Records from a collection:
## BEGIN
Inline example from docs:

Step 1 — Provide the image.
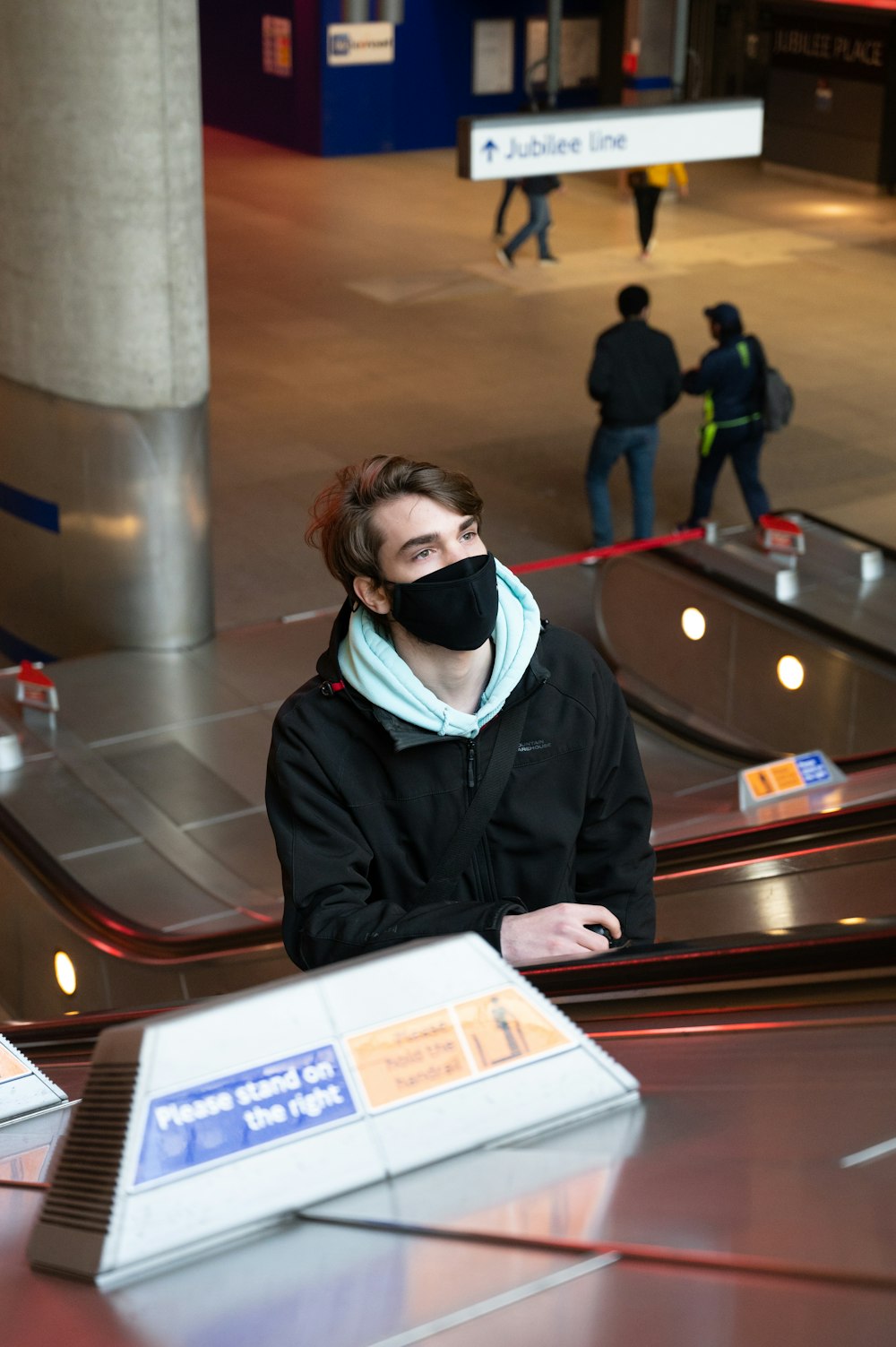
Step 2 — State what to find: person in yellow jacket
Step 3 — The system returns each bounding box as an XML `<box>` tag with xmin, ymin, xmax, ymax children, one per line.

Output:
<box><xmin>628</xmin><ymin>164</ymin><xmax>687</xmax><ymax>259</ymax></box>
## END
## BEGIN
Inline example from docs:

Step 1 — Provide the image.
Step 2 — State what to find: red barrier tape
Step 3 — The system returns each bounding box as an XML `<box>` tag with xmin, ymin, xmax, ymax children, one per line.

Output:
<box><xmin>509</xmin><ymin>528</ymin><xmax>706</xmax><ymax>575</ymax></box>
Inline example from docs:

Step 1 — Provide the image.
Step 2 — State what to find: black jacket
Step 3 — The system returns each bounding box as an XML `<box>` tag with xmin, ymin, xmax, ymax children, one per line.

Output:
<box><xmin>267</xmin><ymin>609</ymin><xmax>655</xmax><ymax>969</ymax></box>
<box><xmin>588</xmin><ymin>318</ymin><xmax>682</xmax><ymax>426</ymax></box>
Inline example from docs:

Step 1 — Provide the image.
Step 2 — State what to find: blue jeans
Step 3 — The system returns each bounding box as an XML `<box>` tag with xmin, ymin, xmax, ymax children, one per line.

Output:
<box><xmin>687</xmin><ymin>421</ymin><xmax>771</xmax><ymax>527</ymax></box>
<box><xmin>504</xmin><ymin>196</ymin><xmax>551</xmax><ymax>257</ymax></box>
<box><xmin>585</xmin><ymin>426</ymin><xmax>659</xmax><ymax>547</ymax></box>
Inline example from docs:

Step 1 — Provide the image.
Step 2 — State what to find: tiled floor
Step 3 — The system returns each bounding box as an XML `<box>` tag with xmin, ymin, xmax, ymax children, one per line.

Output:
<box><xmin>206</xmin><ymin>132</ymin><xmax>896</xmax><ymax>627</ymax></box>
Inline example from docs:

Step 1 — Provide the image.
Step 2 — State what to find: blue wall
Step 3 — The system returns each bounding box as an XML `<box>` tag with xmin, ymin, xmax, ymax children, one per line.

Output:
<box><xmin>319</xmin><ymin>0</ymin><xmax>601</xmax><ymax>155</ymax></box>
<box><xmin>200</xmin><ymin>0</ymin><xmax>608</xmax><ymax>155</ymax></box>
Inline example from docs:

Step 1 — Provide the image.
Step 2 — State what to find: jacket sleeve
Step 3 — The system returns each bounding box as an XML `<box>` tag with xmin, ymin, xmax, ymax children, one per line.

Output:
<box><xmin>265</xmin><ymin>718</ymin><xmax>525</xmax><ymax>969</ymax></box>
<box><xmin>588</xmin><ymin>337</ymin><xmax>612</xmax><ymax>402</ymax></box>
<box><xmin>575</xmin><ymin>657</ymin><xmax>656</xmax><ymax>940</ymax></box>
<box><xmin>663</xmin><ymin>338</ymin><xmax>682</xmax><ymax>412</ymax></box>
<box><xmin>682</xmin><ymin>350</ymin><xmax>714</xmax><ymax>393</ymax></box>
## END
> _What to produce_
Return every line in the records that contains the word "State". Case matters.

> _Task response_
Step 2 — State what to find: person in yellow jacket
Step 2 — State what to find: red barrier tape
Step 2 — State what to find: black jacket
Step 2 — State what to find: blue jeans
Step 2 — State what to find: tiled floor
Step 2 — State what to find: blue wall
Step 2 — State what to find: jacket sleeve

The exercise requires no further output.